У-т-о-п-и-я… Всего шесть букв о том, чего нет. А сколько модификаций и мистификаций Почему? Может быть, потому, что у каждого за плечами «родина раскрашенных горшков» и надкусанных и выброшенных за ненадобностью иллюзий? Или, возможно, человечеству скучно не мечтать о совершенстве или о том, чего нет, но очень хочется. Когда этого хочет один—это мечта, когда этим заражены многие—революция. А потом утопии сменяются антиутопиями до следующего образа «родины раскрашенных горшков». О «золотых книжечках» человечества и о последствиях ожиданий «молочных» и «винных» рек светлого будущего наш постоянный автор, чей изысканный слог и глубина мысли заставляют еще и еще раз вглядываться и вдумываться в написанное, Вадим Ветерков в своей колонке.

▶ ИСХОДНЫЕ ДАННЫЕ
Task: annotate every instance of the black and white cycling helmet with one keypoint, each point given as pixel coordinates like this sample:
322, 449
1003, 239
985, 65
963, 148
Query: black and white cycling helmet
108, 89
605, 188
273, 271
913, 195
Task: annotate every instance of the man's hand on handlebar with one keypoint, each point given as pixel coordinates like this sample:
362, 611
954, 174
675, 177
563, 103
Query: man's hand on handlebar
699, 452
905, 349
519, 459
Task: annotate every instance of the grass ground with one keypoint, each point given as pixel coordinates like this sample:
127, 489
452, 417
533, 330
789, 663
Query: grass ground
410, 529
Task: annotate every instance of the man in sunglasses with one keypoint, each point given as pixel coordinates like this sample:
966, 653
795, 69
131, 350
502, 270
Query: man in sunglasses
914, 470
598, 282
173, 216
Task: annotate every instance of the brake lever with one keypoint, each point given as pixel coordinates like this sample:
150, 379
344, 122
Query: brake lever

▶ ЦЕЛЬ ЗАДАНИЯ
Перепишите слово в слово кусок отрывка об утопии выше: начните с места, где стоят слова «У-т-о-п-и-я… Всего шесть», и закончите после слов «в своей колонке.».

▶ ВЫПОЛНЕННОЕ ЗАДАНИЕ
У-т-о-п-и-я… Всего шесть букв о том, чего нет. А сколько модификаций и мистификаций Почему? Может быть, потому, что у каждого за плечами «родина раскрашенных горшков» и надкусанных и выброшенных за ненадобностью иллюзий? Или, возможно, человечеству скучно не мечтать о совершенстве или о том, чего нет, но очень хочется. Когда этого хочет один—это мечта, когда этим заражены многие—революция. А потом утопии сменяются антиутопиями до следующего образа «родины раскрашенных горшков». О «золотых книжечках» человечества и о последствиях ожиданий «молочных» и «винных» рек светлого будущего наш постоянный автор, чей изысканный слог и глубина мысли заставляют еще и еще раз вглядываться и вдумываться в написанное, Вадим Ветерков в своей колонке.